▸ **YOUR INSTRUCTIONS**:
Rename "cloudy sky" to "overcast sky" in the rows starting at the line that contains "Where can the cloudy" and ending at the last of the rows, keeping everything else the same. Give back only those lines.

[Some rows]
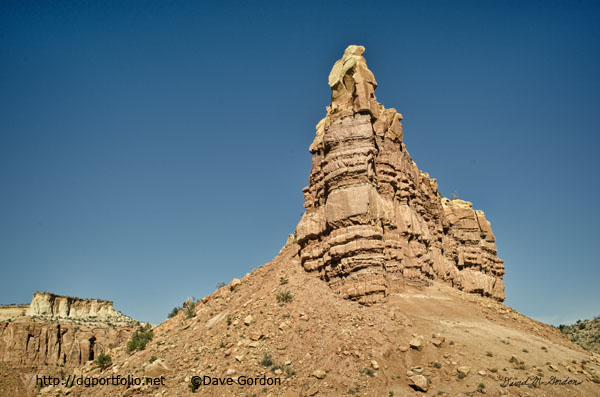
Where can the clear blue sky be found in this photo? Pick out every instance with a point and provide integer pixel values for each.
(149, 150)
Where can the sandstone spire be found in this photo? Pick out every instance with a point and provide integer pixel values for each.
(373, 220)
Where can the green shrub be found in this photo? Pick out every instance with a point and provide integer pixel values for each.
(103, 361)
(367, 371)
(174, 312)
(190, 310)
(140, 338)
(267, 360)
(284, 296)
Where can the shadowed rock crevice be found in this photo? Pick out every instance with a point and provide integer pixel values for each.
(373, 220)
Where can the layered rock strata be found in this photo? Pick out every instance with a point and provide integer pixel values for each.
(28, 342)
(60, 330)
(373, 220)
(46, 304)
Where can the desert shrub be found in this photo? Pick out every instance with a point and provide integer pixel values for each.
(174, 312)
(284, 296)
(367, 371)
(103, 361)
(140, 338)
(267, 360)
(190, 311)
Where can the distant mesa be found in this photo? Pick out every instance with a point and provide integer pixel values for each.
(49, 305)
(373, 220)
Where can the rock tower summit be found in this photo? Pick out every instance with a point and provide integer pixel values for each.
(373, 220)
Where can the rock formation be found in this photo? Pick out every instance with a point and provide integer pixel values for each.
(33, 342)
(48, 304)
(373, 220)
(60, 330)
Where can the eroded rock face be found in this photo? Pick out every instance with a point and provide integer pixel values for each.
(373, 219)
(28, 342)
(60, 330)
(46, 304)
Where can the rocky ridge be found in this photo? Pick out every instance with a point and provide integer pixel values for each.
(55, 332)
(373, 220)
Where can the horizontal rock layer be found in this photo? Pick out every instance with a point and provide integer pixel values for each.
(372, 217)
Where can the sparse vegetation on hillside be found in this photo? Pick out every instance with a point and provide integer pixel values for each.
(140, 338)
(284, 296)
(174, 312)
(585, 333)
(103, 361)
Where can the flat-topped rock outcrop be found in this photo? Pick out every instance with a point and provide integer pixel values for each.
(373, 220)
(52, 305)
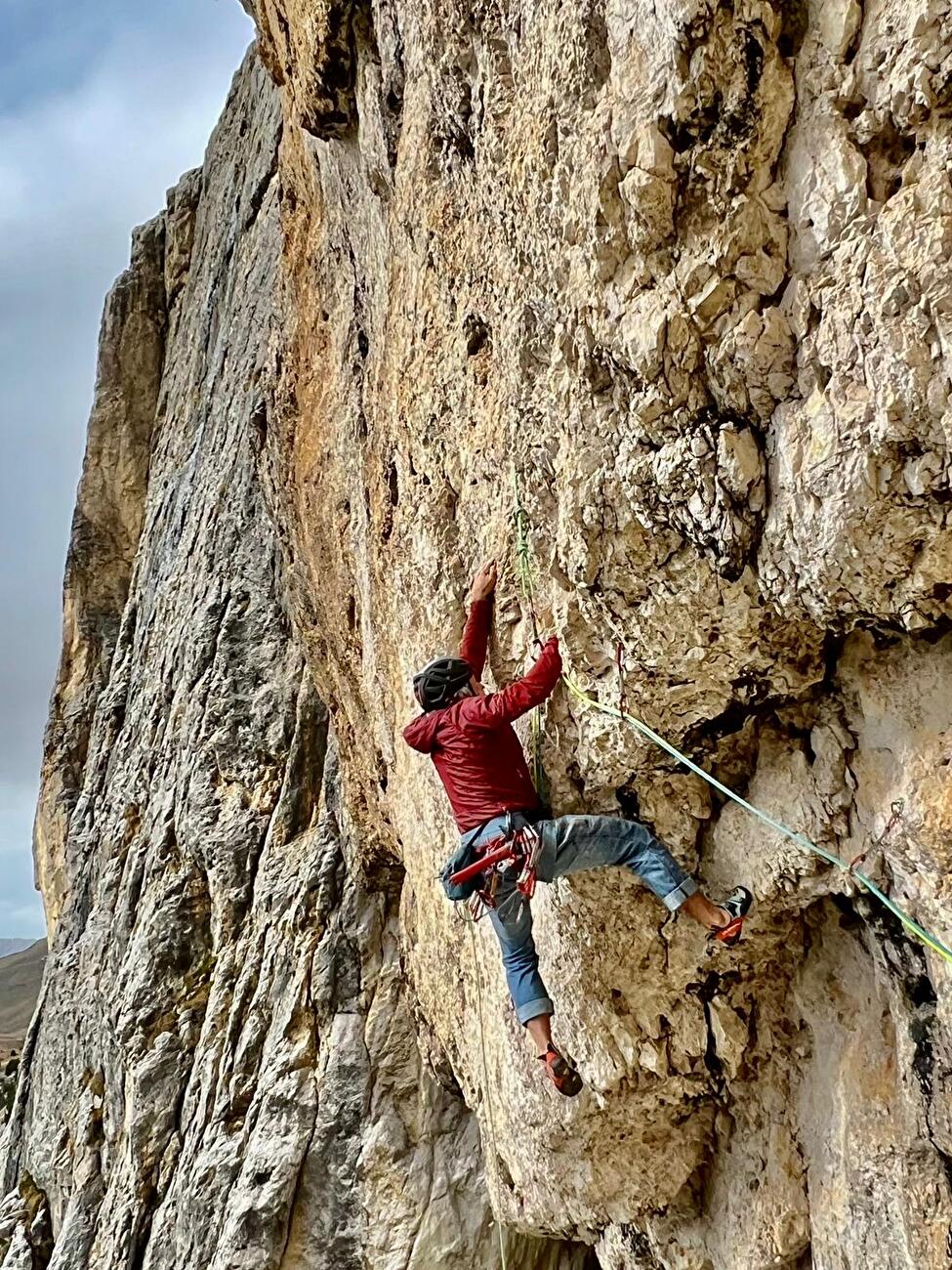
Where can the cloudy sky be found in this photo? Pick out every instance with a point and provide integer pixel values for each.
(103, 105)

▸ **EXERCISE ANSWER**:
Where can the overcast sky be found in this photo? Pick out every instance with a point and provide integer pixel values for each.
(103, 105)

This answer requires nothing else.